_EXERCISE:_
In the data items below, take the lines from the one containing "form [(103, 213)]." through the one containing "[(728, 59), (667, 45)]" and write them out again, replacing "fence post" with "fence pole" and leaving everything else unchanged.

(Data items)
+++

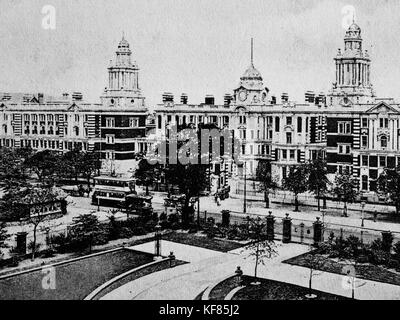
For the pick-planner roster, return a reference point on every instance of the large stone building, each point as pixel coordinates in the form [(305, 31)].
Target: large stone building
[(116, 127), (355, 131)]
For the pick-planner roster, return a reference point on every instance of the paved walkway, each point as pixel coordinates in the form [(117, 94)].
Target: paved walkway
[(185, 282)]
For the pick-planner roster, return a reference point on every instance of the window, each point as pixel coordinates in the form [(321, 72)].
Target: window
[(383, 142), (364, 182), (364, 141), (383, 122), (110, 155), (382, 161), (277, 124), (110, 122), (344, 127), (299, 124), (288, 137), (134, 122), (110, 138), (364, 161)]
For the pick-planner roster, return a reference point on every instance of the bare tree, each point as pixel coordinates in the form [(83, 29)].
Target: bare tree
[(260, 247)]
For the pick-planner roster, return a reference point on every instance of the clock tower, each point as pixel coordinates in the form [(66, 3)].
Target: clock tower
[(251, 89)]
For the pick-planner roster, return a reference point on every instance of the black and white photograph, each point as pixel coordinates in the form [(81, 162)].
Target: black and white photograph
[(194, 150)]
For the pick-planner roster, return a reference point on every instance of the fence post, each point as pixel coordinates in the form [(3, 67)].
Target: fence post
[(270, 226), (317, 226), (287, 229)]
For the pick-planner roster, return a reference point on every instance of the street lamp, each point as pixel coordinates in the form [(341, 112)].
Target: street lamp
[(323, 211), (362, 213), (157, 237)]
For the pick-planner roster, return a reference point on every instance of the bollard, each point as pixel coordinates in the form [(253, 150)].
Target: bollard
[(171, 259), (287, 229), (270, 226), (238, 276), (317, 226)]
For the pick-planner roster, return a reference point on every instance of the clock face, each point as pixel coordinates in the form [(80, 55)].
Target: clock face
[(264, 96), (242, 95)]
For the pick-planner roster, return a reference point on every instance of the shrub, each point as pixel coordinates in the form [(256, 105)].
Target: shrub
[(48, 253)]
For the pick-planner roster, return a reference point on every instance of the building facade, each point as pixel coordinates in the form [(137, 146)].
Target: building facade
[(116, 127)]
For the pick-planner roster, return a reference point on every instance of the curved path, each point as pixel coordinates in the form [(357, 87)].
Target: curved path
[(185, 282)]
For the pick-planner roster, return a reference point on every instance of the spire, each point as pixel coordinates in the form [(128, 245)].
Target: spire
[(251, 51)]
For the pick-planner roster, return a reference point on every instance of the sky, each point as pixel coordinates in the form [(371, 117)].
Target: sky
[(197, 47)]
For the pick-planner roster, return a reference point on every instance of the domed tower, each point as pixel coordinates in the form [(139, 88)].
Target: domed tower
[(251, 89), (123, 79), (352, 84)]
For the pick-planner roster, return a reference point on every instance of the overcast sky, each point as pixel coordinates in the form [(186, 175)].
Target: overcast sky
[(194, 46)]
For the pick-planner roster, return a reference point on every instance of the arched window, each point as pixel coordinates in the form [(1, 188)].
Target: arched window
[(383, 142)]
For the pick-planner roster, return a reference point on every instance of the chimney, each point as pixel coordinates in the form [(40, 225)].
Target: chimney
[(309, 96), (184, 98), (41, 98), (227, 100), (209, 99), (77, 96)]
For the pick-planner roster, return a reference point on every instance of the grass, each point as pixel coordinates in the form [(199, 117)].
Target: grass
[(202, 241), (73, 280), (272, 290), (365, 271)]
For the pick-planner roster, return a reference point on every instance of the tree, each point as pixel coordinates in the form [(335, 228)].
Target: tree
[(345, 188), (191, 179), (25, 201), (87, 230), (260, 247), (296, 182), (264, 175), (317, 178), (314, 260), (146, 174), (389, 184), (89, 165), (3, 237), (43, 163)]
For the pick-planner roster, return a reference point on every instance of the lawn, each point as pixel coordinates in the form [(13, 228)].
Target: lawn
[(365, 271), (202, 241), (74, 280), (267, 290)]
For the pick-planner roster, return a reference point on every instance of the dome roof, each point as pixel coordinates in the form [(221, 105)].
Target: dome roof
[(123, 43), (354, 27), (251, 73)]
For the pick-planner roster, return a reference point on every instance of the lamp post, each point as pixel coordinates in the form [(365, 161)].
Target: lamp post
[(323, 211), (157, 237), (362, 213), (244, 188)]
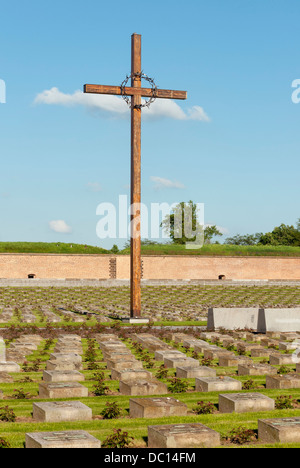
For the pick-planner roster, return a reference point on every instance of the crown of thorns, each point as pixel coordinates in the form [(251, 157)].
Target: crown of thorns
[(127, 98)]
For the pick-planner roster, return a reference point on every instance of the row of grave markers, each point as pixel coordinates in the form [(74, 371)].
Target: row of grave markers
[(62, 376)]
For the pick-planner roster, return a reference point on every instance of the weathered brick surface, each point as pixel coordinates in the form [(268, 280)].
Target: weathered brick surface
[(154, 267)]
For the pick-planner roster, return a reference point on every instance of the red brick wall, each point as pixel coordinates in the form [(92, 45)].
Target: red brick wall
[(154, 267)]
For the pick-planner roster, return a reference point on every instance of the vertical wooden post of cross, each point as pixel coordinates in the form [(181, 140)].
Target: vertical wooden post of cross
[(135, 251)]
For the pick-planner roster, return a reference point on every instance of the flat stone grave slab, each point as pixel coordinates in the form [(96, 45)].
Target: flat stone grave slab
[(233, 360), (131, 374), (62, 390), (62, 366), (201, 346), (289, 335), (63, 376), (233, 318), (281, 359), (286, 346), (26, 346), (119, 356), (245, 403), (173, 362), (121, 365), (283, 381), (9, 367), (61, 411), (217, 384), (279, 320), (256, 369), (63, 439), (182, 436), (61, 357), (5, 377), (161, 354), (156, 407), (193, 372), (261, 352), (143, 388), (284, 430)]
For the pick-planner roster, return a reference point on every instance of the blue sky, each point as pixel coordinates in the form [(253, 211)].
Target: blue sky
[(233, 145)]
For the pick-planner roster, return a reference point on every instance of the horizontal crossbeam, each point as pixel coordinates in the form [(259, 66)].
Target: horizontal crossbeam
[(128, 91)]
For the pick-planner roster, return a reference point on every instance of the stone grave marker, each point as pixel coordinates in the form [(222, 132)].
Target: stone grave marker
[(182, 436), (217, 384), (187, 372), (283, 381), (62, 439), (61, 411), (173, 362), (245, 403), (62, 390), (131, 374), (284, 430), (256, 369), (9, 367), (63, 376), (119, 365), (143, 388), (156, 407), (278, 359)]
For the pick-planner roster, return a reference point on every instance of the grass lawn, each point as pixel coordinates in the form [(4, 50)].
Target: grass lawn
[(156, 249), (28, 382)]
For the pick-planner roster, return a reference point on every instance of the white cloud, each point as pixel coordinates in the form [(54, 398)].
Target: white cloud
[(161, 183), (60, 226), (94, 186), (116, 106)]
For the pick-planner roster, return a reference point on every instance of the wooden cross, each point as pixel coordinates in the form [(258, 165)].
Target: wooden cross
[(136, 92)]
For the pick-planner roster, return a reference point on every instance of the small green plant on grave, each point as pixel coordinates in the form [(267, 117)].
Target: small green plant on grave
[(20, 394), (148, 360), (230, 347), (118, 439), (206, 362), (241, 435), (100, 388), (204, 407), (284, 402), (178, 385), (283, 370), (248, 384), (162, 372), (111, 411), (92, 366), (4, 443), (7, 414)]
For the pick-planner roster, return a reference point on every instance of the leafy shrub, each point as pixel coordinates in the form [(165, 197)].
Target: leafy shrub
[(284, 402), (204, 407), (118, 439), (248, 384), (111, 411), (162, 372), (283, 370), (241, 435), (100, 388), (7, 414), (20, 394), (178, 385), (4, 443)]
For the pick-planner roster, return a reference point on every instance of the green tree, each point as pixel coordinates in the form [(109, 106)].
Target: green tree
[(182, 225), (248, 239), (282, 235)]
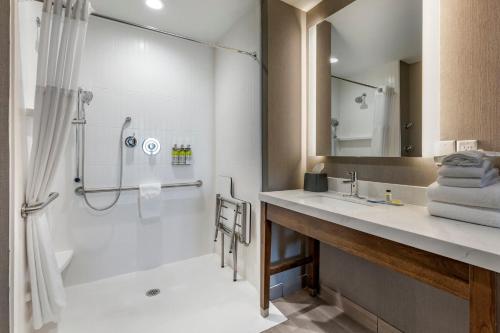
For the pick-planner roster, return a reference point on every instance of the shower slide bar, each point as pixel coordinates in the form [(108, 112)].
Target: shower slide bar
[(27, 210), (252, 55), (79, 190)]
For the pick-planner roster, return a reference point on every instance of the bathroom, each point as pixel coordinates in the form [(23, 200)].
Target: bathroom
[(302, 136)]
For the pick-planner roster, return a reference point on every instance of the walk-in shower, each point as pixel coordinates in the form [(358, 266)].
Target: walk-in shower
[(132, 217)]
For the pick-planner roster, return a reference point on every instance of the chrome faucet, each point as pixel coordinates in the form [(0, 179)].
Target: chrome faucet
[(354, 185)]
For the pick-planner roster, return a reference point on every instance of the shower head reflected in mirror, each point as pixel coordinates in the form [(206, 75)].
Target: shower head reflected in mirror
[(362, 100)]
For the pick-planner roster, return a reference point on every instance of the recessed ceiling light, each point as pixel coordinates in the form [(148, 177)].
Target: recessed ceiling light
[(333, 60), (154, 4)]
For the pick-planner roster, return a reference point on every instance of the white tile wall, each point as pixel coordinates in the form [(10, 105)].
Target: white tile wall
[(167, 87)]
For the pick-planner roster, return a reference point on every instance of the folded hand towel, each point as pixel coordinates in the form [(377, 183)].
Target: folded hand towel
[(491, 177), (149, 200), (466, 172), (486, 197), (465, 158), (482, 216)]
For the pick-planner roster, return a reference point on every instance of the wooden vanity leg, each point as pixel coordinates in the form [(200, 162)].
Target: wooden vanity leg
[(265, 260), (482, 301), (313, 268)]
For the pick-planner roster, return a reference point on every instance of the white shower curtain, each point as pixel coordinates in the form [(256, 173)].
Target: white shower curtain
[(386, 140), (62, 37)]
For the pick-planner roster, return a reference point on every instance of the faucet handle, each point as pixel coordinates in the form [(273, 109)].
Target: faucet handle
[(353, 175)]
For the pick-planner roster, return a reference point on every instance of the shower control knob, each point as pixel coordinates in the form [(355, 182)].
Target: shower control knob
[(131, 141), (151, 146)]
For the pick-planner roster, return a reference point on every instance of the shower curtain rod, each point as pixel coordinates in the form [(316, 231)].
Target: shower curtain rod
[(252, 55), (361, 84)]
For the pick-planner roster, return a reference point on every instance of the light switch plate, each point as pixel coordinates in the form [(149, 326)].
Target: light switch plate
[(446, 147), (466, 145)]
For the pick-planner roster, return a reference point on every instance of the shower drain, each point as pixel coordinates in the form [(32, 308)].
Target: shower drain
[(153, 292)]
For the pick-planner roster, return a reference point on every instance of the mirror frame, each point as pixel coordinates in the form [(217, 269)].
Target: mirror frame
[(430, 77)]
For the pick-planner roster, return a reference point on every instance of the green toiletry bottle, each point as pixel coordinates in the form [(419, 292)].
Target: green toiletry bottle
[(189, 155), (182, 155)]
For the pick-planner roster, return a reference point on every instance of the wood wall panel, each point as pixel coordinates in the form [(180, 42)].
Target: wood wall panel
[(4, 163), (324, 9), (282, 27), (470, 71)]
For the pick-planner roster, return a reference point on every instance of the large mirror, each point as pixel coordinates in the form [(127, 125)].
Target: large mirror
[(368, 82)]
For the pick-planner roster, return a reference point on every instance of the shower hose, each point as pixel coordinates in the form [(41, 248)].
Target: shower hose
[(120, 187)]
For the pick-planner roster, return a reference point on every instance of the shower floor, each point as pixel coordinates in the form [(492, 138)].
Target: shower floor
[(196, 295)]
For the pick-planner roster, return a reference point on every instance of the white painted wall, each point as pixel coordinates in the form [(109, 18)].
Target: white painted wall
[(166, 86), (238, 127)]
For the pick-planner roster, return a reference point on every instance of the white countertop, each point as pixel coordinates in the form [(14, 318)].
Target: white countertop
[(410, 225)]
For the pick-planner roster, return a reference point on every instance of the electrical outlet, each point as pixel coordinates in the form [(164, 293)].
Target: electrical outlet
[(446, 147), (466, 145)]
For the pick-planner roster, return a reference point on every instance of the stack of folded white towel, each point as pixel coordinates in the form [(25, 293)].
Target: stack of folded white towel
[(467, 189)]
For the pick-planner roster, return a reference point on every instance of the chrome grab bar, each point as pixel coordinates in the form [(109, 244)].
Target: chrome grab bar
[(79, 190), (26, 209)]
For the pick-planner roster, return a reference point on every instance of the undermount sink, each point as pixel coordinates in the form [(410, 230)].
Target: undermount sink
[(336, 199)]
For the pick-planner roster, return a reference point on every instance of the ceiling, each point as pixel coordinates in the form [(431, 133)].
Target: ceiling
[(202, 19), (368, 33), (305, 5)]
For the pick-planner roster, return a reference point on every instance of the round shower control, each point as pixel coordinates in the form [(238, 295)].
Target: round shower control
[(151, 146), (131, 141)]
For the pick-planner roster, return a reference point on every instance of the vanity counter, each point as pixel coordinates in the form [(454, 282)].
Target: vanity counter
[(409, 225), (456, 257)]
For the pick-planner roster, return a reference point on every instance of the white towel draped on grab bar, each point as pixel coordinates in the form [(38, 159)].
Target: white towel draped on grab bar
[(150, 201)]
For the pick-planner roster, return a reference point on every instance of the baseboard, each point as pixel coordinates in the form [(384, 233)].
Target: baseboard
[(286, 288), (356, 312)]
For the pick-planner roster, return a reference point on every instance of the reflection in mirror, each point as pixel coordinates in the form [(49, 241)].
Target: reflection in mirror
[(370, 103)]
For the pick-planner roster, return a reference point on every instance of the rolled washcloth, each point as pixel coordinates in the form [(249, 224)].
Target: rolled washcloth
[(482, 216), (490, 178), (471, 158), (466, 172), (487, 197)]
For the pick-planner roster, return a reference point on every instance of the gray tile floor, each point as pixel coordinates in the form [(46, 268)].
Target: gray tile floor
[(312, 315)]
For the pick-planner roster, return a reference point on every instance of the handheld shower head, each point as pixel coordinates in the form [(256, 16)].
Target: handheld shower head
[(86, 96)]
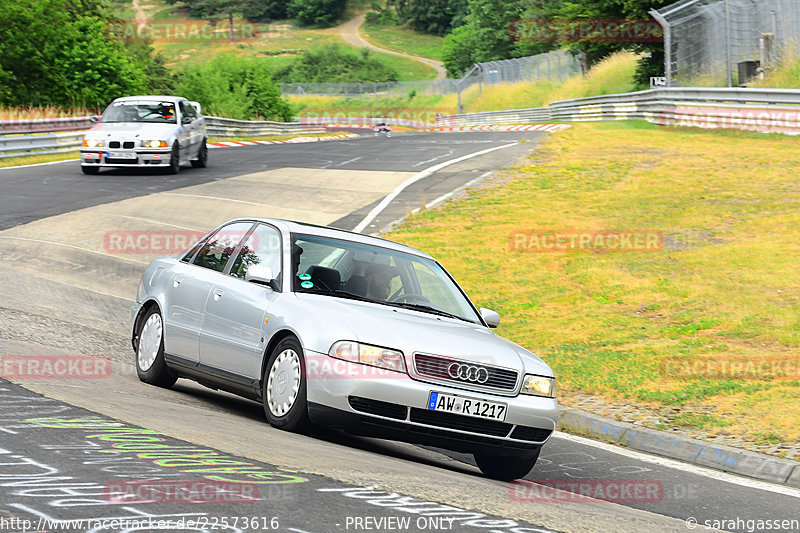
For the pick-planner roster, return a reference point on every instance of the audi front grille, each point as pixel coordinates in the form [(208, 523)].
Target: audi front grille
[(469, 374)]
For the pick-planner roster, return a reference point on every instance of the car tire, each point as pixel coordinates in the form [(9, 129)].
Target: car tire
[(150, 364), (505, 467), (175, 159), (202, 156), (283, 388)]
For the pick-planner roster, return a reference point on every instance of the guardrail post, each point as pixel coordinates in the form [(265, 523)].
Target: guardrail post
[(728, 58)]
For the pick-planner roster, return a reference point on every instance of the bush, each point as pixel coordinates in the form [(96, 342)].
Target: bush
[(235, 87), (333, 64)]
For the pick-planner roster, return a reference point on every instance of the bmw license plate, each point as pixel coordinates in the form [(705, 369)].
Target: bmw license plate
[(467, 406), (121, 155)]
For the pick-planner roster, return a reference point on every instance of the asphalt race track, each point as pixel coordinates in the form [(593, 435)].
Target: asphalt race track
[(67, 291)]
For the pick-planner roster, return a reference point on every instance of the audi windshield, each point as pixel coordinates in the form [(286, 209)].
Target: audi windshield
[(379, 275)]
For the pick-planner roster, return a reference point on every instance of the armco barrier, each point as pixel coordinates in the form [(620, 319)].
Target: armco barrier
[(229, 127), (764, 110)]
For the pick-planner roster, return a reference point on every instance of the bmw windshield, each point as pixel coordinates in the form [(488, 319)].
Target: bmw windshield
[(369, 273)]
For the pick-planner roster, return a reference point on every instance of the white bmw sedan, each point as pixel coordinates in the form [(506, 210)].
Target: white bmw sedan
[(344, 330), (146, 131)]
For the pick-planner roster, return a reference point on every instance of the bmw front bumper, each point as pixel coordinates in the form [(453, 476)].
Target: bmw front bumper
[(392, 405), (122, 158)]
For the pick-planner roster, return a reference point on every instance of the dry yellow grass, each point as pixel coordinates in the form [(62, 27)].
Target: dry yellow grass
[(724, 286), (26, 113)]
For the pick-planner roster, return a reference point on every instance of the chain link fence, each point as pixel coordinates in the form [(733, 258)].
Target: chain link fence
[(725, 42), (552, 66)]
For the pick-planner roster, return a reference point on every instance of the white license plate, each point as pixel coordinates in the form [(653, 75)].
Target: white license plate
[(467, 406), (121, 155)]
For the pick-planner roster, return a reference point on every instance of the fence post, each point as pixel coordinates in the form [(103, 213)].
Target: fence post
[(728, 59), (667, 45)]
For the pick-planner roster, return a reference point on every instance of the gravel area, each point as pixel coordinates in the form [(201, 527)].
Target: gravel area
[(659, 417)]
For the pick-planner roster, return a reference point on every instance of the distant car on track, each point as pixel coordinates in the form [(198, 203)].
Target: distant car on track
[(346, 331), (146, 131)]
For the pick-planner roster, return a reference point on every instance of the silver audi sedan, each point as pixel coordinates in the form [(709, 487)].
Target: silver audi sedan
[(146, 131), (347, 331)]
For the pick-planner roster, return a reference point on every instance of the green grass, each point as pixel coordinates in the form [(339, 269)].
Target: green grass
[(723, 286), (403, 40), (613, 75), (277, 43)]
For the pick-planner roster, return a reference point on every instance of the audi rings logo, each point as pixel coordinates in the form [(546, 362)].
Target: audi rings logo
[(463, 372)]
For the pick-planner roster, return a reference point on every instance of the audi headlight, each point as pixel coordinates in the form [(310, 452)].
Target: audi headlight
[(154, 144), (366, 354), (539, 386)]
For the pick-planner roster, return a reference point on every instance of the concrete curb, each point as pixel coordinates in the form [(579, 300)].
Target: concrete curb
[(725, 458)]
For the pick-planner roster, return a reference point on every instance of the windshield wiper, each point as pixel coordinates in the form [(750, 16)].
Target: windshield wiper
[(350, 295), (428, 309)]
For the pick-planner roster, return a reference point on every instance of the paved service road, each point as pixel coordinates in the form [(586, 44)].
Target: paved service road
[(67, 469), (35, 192)]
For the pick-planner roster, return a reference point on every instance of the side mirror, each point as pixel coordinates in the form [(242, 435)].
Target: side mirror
[(491, 318), (262, 275)]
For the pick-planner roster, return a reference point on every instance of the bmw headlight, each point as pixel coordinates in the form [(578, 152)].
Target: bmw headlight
[(539, 386), (154, 144), (367, 354)]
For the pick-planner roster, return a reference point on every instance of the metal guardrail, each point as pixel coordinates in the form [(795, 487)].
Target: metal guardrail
[(365, 120), (229, 127), (46, 125), (27, 137), (45, 143)]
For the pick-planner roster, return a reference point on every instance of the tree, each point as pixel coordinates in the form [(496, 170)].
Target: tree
[(487, 37), (316, 12), (235, 87), (265, 10), (333, 64), (652, 61)]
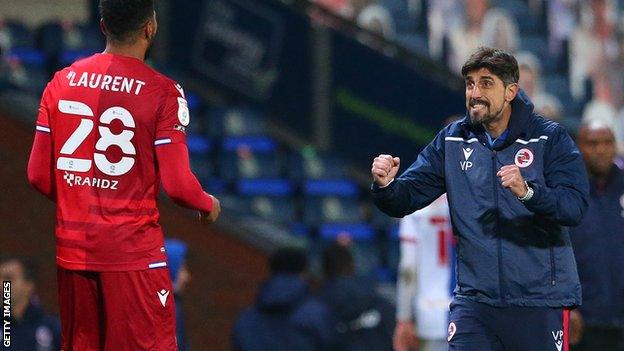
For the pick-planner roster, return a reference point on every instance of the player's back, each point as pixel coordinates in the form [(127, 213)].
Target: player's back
[(106, 113)]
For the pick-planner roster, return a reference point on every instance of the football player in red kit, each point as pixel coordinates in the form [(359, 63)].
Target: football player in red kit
[(110, 130)]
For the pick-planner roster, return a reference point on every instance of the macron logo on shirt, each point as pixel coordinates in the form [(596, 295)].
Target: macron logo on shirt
[(162, 295)]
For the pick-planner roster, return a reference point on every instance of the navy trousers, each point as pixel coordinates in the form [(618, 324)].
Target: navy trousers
[(476, 326)]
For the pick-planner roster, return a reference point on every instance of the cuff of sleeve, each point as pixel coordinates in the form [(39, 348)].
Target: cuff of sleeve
[(376, 188)]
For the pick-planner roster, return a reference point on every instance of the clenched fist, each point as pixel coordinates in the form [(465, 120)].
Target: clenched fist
[(385, 168), (512, 179)]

+++

_RESPONSE TO THIS EXERCISE:_
For the pick-planner roster, return a reference point on every instance of the fence pole, each point as pixel coordinates in the form [(103, 213)].
Target: fence pole
[(728, 59), (667, 45)]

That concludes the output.